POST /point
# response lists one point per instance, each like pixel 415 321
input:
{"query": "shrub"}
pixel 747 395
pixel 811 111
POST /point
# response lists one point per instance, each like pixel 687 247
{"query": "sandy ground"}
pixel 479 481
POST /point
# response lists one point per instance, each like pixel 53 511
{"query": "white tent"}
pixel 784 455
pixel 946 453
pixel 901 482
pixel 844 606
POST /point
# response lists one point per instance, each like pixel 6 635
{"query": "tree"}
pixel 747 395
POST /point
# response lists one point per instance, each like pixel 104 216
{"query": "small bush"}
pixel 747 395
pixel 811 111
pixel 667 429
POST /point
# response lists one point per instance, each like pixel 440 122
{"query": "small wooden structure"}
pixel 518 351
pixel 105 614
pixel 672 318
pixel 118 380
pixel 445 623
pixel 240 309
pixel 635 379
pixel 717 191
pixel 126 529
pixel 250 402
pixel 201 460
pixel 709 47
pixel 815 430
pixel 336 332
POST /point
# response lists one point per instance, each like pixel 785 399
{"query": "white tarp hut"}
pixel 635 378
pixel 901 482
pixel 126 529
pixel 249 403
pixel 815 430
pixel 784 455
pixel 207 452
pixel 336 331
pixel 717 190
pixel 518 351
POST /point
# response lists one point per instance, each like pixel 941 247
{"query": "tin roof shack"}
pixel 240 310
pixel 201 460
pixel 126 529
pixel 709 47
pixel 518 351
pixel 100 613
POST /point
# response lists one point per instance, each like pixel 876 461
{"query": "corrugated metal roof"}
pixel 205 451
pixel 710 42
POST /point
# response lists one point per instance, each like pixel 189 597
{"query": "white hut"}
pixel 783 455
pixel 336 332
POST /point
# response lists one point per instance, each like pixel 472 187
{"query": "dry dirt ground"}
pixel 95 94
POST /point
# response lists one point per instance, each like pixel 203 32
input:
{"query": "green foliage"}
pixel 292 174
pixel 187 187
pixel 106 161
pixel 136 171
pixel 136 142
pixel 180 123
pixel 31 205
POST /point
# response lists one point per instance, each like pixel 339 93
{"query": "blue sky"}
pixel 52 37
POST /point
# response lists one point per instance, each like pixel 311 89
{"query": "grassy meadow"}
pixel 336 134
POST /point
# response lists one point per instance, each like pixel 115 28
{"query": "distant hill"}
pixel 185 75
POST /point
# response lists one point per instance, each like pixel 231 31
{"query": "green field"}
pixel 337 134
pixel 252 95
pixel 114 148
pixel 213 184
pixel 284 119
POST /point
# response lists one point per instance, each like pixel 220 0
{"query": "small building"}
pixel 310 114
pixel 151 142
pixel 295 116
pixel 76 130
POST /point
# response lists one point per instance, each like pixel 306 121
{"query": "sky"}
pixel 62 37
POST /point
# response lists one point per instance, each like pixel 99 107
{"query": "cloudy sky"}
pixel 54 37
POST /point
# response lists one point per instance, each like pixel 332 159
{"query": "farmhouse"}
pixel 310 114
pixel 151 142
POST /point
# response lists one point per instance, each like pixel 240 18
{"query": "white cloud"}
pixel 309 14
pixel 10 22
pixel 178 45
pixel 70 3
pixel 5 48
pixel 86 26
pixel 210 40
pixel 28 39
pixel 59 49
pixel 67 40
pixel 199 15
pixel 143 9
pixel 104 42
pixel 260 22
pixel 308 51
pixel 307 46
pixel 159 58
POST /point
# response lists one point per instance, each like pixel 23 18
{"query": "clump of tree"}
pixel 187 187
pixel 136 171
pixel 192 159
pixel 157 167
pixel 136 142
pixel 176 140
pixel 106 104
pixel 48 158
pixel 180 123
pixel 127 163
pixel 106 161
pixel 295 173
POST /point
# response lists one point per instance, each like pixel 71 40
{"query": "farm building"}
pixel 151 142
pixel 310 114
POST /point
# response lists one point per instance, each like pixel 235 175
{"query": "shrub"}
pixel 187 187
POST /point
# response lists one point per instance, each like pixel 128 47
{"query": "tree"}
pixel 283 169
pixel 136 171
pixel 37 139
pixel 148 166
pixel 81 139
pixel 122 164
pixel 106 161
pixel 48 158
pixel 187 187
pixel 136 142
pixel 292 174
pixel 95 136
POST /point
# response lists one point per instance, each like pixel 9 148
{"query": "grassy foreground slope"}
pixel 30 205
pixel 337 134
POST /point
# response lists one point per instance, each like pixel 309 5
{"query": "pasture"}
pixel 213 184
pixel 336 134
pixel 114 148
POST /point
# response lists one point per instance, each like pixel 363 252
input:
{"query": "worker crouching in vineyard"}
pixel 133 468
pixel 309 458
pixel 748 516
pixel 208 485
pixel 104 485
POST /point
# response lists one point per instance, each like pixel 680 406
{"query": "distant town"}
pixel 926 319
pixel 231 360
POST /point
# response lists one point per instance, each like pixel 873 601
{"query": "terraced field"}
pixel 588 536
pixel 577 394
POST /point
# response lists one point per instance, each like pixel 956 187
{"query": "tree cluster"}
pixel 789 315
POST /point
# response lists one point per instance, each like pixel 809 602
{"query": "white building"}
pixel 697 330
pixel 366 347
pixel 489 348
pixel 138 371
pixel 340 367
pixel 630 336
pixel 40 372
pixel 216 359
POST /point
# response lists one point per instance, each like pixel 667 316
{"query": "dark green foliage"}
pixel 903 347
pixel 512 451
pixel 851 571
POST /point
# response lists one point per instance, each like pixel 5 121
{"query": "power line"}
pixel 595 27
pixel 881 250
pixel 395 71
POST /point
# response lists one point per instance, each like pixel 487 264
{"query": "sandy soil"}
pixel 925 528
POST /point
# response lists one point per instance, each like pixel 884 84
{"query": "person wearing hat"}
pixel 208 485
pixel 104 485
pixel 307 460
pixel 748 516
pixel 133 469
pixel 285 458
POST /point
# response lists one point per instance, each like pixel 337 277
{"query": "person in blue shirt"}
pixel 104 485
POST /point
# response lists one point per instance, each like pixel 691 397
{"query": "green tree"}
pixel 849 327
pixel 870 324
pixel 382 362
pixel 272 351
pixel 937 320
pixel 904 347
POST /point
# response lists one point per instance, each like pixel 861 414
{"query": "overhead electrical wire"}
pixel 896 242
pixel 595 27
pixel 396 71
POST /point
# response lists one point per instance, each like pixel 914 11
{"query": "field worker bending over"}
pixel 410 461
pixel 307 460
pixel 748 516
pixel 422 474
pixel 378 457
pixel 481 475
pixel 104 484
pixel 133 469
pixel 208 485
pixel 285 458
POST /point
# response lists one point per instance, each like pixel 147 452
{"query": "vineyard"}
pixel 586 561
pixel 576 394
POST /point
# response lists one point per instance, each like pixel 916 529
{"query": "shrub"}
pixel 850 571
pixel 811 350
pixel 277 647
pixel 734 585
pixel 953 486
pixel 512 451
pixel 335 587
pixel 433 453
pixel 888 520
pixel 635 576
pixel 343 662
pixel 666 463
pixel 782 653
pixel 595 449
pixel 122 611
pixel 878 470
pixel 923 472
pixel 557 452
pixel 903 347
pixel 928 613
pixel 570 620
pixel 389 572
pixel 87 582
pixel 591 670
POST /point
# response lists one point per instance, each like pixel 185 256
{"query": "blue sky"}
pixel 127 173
:::::
## Korte opdracht
Neem het materiaal over vanaf het begin tot en met de regel met "pixel 479 481", en zet daarin "bush" in plaats van "shrub". Laat verder alles ongewijzigd.

## Verwachte uitvoer
POST /point
# response lists one point per instance, each like pixel 415 321
input:
{"query": "bush"}
pixel 747 395
pixel 811 111
POST /point
# response lists one point per instance, each like pixel 687 247
{"query": "sandy ground"}
pixel 479 481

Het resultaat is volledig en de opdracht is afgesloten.